● Information
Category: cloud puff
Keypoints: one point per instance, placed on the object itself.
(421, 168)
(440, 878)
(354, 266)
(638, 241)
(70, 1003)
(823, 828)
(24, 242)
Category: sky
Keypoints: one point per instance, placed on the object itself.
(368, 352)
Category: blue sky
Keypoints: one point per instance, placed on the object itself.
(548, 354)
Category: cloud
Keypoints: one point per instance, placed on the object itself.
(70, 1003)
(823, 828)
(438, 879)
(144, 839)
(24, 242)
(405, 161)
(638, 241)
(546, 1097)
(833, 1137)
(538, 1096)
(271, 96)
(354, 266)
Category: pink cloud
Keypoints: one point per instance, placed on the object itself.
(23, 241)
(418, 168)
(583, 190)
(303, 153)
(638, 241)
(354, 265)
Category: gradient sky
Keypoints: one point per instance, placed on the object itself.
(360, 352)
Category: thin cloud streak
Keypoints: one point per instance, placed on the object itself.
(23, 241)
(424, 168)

==

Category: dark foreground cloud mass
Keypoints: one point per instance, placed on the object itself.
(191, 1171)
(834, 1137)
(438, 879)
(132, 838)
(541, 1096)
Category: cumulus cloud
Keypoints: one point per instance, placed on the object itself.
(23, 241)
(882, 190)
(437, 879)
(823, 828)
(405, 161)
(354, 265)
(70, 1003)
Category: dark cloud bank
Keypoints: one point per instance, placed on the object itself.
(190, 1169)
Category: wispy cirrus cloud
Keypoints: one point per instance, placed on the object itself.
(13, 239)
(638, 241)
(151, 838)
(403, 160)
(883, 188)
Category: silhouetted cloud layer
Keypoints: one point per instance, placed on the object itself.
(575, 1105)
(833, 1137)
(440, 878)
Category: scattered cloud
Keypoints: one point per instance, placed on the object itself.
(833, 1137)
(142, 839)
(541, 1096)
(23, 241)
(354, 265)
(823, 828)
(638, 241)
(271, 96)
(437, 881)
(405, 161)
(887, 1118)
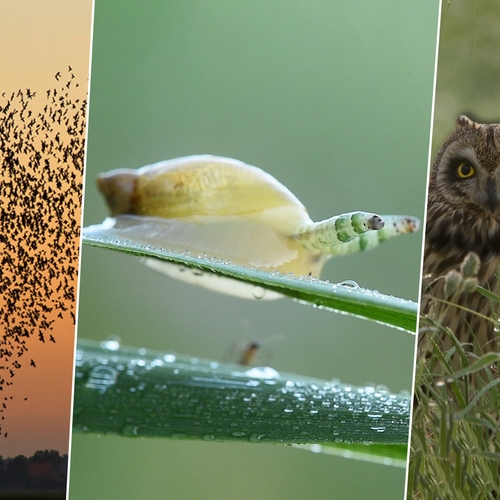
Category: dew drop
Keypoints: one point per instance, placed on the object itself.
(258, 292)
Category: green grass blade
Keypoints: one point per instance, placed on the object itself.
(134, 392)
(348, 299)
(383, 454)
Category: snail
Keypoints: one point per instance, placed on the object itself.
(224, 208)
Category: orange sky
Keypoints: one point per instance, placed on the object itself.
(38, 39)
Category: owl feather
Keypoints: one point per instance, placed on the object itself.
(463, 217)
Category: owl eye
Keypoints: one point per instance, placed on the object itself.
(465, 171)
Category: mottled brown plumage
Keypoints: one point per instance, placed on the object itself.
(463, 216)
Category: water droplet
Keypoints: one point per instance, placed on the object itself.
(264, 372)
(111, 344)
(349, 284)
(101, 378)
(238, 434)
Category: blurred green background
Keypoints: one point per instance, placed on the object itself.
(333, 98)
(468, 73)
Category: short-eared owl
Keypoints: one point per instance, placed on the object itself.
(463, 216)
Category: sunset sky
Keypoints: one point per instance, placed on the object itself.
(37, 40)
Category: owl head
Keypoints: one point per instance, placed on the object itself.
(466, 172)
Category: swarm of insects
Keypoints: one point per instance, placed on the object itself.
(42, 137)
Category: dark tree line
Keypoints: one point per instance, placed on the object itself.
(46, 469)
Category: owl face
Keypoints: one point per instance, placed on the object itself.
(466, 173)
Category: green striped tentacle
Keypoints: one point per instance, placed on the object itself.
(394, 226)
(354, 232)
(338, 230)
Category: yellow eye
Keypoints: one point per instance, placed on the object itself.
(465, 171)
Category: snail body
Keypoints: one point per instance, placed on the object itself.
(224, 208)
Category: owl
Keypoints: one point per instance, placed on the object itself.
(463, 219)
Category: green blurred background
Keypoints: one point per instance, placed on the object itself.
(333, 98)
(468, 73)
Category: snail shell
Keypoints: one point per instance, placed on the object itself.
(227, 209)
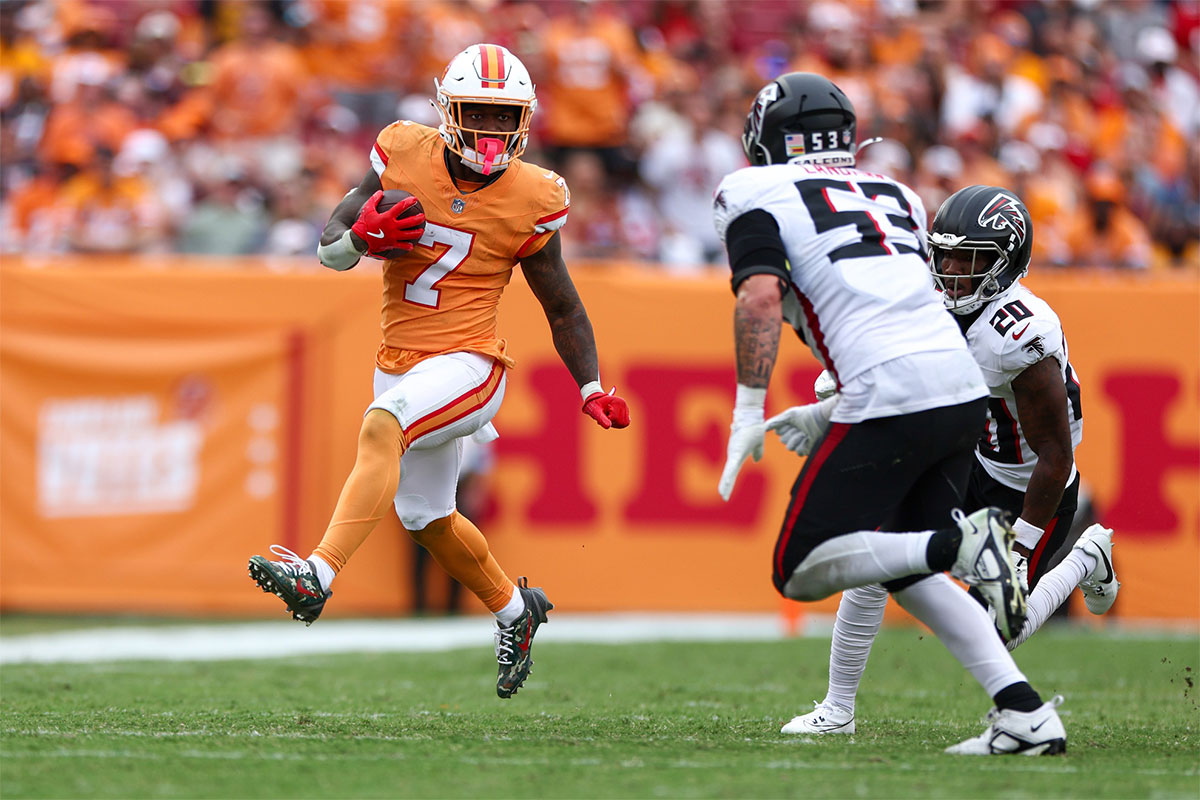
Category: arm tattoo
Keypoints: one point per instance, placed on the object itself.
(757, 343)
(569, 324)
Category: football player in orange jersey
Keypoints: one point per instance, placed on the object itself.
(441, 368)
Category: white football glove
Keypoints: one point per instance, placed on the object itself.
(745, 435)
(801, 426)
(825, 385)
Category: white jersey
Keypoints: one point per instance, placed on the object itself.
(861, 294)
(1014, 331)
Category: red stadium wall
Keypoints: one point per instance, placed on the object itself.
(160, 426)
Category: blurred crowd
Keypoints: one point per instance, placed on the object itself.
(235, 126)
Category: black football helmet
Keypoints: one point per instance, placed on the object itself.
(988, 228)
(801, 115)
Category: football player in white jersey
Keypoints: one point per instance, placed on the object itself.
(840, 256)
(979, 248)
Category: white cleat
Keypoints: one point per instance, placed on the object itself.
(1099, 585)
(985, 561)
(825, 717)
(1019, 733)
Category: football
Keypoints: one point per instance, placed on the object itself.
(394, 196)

● Directions
Given the data above, which lines hold the string "dark"? Return them.

● Exercise solution
Category: dark foreground cloud mass
Category: dark cloud bank
Category: dark tree line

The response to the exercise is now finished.